> [Work request] Present the following entries again, word for word and in full.

"""

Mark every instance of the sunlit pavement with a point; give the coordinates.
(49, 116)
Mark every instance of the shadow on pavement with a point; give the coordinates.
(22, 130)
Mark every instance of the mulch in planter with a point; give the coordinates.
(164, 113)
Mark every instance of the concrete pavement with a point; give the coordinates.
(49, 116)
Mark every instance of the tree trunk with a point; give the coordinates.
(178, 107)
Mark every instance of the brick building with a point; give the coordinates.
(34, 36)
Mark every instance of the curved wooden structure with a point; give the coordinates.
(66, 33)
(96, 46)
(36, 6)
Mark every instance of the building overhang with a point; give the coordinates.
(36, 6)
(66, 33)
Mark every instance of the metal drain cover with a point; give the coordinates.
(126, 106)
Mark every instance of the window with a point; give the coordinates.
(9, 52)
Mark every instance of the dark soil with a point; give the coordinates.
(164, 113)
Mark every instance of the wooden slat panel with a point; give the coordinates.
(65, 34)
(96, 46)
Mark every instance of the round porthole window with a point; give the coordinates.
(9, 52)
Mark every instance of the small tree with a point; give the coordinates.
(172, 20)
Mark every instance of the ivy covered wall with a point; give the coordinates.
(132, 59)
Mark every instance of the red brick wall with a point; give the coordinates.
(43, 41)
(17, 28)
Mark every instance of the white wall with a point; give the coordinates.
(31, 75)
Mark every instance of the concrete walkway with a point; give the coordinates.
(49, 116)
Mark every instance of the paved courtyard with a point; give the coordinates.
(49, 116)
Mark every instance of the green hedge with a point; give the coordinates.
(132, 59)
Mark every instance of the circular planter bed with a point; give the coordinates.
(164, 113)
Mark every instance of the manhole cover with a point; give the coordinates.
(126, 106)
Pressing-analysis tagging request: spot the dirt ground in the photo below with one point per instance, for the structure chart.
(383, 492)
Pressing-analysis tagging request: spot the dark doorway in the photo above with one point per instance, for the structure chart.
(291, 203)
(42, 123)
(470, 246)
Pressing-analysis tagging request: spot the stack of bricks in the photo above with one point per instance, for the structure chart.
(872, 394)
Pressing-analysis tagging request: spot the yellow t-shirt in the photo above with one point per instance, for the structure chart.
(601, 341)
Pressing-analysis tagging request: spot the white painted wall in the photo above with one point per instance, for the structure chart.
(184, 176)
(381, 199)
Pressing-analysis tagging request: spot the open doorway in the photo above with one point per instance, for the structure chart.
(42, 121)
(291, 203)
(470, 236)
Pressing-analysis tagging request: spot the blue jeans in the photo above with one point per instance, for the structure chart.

"""

> [Response to this exercise]
Mark every instance of the sunlit pavement with a point; give the coordinates.
(49, 116)
Mark every instance of the shadow on pavement with a point; give the coordinates.
(22, 130)
Mark every instance of the mulch in planter with a point; give the coordinates.
(164, 113)
Mark every instance of the concrete pavement with a point; give the coordinates.
(49, 116)
Mark every instance of the tree trunk with a point; give the coordinates.
(178, 107)
Mark every instance of the brick building with a point; give the coordinates.
(34, 36)
Mark every instance of the curved wooden structure with a point; give the coordinates.
(66, 33)
(96, 46)
(36, 6)
Mark every instance of the building overhang with a point; give the coordinates.
(36, 6)
(66, 33)
Mark every instance of the metal drain cover with a point; give the coordinates.
(126, 106)
Mark every instance of the window with a point; give the coordinates.
(9, 52)
Mark every instance of the dark soil with a point; give the coordinates.
(164, 113)
Mark every instance of the wooden slat panel with a point; give the coordinates.
(65, 34)
(96, 46)
Mark every instance of the round porthole window with a point; give the coordinates.
(9, 52)
Mark every instance of the small tree with a point; give the coordinates.
(172, 20)
Mark every instance of the ivy covered wall with a point; give the coordinates.
(132, 59)
Mark every instance of the red brick wall with a point; give the coordinates.
(43, 41)
(17, 28)
Mark every instance of the white wall with a point; give the coordinates.
(31, 75)
Mark every instance of the concrete walkway with a point; give the coordinates.
(49, 116)
Mark every instance of the paved courtyard with a point; give the coordinates.
(49, 116)
Mark every instance of the green hedge with a point; give the coordinates.
(132, 59)
Mark every instance of the circular planter bed with a point; give the coordinates.
(164, 113)
Mark every instance of the manhole cover with a point; give the coordinates.
(126, 106)
Pressing-analysis tagging request: spot the dirt ground in the photo below with one point per instance, for the structure chart.
(383, 492)
Pressing-analysis tagging request: spot the dark doorway in the photo above with one point per instance, for the structure chart.
(291, 203)
(42, 123)
(470, 246)
Pressing-analysis tagging request: spot the stack of bricks in the photo above with one point per instance, for the structure chart.
(872, 394)
Pressing-analysis tagging request: spot the yellow t-shirt in the photo above with one point per instance, for the structure chart.
(601, 341)
Pressing-analysis tagging request: spot the white painted wall in the photo above with one point per instance, for the structure chart.
(184, 176)
(381, 199)
Pressing-analysis tagging request: spot the open doorway in the photo above with one point per instance, for the structure chart.
(42, 121)
(291, 203)
(470, 236)
Pressing-analysis tagging request: spot the blue jeans in the photo above with one point per instance, for the structure chart.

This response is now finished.